● **EXERCISE PROMPT**: In the entries below, spot each line with the word "trunk" and copy it.

--- START ---

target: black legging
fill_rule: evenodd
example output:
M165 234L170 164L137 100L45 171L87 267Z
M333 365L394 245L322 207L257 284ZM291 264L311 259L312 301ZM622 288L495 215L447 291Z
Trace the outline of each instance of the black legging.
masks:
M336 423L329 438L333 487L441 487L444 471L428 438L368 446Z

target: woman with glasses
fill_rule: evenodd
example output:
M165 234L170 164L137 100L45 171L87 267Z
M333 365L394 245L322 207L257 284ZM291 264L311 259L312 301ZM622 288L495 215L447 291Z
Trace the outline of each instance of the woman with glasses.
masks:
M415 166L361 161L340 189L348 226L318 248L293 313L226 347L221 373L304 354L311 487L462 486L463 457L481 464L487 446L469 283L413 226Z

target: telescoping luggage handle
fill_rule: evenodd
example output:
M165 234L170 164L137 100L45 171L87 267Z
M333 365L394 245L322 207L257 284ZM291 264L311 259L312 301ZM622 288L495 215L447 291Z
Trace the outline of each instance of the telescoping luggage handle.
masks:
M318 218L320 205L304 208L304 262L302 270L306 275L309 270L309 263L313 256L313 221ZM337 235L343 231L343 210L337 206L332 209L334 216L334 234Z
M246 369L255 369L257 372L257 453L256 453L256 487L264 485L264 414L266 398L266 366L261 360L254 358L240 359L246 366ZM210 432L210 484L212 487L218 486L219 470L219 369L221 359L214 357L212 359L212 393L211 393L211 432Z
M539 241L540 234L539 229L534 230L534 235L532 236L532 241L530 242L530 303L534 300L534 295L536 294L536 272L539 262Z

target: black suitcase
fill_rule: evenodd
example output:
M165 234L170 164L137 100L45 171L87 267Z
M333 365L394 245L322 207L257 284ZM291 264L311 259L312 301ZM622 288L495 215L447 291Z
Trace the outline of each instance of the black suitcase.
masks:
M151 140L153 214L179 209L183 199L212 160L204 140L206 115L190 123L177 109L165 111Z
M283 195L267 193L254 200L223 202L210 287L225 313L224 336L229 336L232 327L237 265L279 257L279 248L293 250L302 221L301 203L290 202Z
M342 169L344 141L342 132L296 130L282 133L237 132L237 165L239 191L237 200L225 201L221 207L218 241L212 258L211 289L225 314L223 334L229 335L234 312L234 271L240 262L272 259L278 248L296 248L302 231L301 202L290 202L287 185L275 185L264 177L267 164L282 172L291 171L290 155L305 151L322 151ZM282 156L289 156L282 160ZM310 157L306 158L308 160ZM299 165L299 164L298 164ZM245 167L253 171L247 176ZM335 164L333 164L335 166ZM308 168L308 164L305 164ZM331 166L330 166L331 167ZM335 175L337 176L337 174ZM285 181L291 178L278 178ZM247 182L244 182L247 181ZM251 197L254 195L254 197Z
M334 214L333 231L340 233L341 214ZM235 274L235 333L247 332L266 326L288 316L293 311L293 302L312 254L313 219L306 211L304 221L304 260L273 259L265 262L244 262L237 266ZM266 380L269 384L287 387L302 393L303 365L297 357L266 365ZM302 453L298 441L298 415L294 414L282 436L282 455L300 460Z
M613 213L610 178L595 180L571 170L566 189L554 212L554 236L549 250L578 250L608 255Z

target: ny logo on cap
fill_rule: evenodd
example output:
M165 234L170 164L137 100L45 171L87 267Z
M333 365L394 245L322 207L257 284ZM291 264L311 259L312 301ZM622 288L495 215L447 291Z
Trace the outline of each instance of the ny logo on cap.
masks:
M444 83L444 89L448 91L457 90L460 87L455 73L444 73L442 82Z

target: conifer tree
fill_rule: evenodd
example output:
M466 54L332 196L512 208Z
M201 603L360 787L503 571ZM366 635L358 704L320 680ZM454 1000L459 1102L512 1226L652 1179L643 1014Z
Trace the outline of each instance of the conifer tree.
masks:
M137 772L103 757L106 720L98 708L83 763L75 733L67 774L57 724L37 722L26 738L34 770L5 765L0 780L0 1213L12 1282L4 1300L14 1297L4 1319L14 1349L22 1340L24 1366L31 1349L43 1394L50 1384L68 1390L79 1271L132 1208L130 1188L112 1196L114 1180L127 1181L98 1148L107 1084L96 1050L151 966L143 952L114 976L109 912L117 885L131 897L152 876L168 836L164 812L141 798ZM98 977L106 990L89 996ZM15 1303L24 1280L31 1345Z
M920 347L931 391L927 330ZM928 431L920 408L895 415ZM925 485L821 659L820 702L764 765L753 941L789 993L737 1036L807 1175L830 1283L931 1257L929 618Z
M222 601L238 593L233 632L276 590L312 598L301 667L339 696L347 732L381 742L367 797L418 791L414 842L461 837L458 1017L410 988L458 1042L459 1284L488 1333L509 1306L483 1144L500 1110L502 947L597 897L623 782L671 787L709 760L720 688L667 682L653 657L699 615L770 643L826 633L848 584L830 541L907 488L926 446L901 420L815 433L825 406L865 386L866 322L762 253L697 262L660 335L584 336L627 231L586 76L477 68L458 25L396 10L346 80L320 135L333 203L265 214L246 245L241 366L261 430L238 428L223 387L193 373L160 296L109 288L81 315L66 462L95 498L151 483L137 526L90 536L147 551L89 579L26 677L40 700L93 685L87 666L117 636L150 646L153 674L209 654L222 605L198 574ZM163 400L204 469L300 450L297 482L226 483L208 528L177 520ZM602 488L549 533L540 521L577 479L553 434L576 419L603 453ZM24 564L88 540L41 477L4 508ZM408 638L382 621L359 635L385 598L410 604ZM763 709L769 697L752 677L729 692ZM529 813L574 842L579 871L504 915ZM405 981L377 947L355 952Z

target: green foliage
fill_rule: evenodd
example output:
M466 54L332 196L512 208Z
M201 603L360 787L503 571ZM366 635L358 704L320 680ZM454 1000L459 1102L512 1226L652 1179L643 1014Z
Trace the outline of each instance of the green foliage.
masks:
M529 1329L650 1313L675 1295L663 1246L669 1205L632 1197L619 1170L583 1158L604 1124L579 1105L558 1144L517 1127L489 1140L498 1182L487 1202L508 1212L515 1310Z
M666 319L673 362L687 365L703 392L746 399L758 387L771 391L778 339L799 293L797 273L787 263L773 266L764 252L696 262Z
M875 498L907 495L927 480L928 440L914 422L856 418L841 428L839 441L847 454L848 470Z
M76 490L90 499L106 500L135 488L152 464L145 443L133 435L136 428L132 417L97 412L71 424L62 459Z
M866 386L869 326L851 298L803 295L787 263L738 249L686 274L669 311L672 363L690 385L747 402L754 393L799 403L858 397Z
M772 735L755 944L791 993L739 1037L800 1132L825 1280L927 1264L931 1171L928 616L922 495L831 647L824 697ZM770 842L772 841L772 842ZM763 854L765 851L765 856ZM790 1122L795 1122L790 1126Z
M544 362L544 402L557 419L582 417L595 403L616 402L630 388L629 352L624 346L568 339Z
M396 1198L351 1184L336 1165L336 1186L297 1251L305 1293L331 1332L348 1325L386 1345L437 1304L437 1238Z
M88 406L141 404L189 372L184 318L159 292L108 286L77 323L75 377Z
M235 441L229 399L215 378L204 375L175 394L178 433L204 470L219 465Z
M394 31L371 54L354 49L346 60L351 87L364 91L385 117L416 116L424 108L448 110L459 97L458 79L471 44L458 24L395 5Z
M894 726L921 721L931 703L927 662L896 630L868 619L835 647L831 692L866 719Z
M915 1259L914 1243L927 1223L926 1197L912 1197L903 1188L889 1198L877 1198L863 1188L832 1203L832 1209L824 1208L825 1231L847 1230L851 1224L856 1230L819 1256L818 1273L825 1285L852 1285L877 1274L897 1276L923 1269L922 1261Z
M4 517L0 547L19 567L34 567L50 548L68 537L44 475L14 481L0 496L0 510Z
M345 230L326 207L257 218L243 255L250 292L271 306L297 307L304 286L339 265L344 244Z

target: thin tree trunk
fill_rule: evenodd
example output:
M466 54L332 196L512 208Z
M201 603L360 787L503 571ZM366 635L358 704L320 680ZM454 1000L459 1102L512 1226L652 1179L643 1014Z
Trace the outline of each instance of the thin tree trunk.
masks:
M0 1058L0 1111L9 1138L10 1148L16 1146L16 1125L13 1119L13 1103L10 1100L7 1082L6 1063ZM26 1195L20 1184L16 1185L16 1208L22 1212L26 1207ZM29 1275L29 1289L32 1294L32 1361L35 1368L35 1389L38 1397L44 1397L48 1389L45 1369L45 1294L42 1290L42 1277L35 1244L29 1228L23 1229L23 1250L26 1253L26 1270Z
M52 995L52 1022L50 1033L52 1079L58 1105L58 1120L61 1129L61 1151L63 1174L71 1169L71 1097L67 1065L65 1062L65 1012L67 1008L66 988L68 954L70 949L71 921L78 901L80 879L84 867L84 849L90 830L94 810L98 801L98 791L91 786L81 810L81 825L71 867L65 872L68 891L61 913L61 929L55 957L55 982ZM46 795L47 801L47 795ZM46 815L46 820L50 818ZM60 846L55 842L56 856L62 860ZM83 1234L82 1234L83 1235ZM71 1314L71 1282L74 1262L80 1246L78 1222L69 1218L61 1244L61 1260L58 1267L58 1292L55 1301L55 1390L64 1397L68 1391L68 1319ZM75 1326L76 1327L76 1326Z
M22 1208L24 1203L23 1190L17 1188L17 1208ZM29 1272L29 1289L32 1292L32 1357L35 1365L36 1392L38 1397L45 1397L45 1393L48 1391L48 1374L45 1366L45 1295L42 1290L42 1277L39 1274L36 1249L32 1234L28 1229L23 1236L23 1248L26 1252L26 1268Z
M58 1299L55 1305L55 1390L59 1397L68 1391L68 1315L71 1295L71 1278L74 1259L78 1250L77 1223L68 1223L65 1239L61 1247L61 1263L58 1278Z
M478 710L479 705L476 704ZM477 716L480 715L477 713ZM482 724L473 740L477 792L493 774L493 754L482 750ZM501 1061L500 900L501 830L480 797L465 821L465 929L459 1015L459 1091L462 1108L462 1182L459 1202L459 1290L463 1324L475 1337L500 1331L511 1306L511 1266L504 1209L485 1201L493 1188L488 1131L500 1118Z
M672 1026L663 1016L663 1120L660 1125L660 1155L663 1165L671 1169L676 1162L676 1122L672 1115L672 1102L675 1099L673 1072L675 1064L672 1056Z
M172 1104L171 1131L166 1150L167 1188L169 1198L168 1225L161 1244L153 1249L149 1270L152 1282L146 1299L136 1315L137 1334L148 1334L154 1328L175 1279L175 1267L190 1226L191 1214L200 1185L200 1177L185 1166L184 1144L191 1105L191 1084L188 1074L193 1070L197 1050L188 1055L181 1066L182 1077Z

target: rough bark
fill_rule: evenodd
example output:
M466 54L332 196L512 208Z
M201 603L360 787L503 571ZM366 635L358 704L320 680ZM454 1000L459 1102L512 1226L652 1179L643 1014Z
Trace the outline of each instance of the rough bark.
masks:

--- END ---

● **SOLVED EXERCISE**:
target: thin tree trunk
Trace the outline of each instance of the thin tree trunk.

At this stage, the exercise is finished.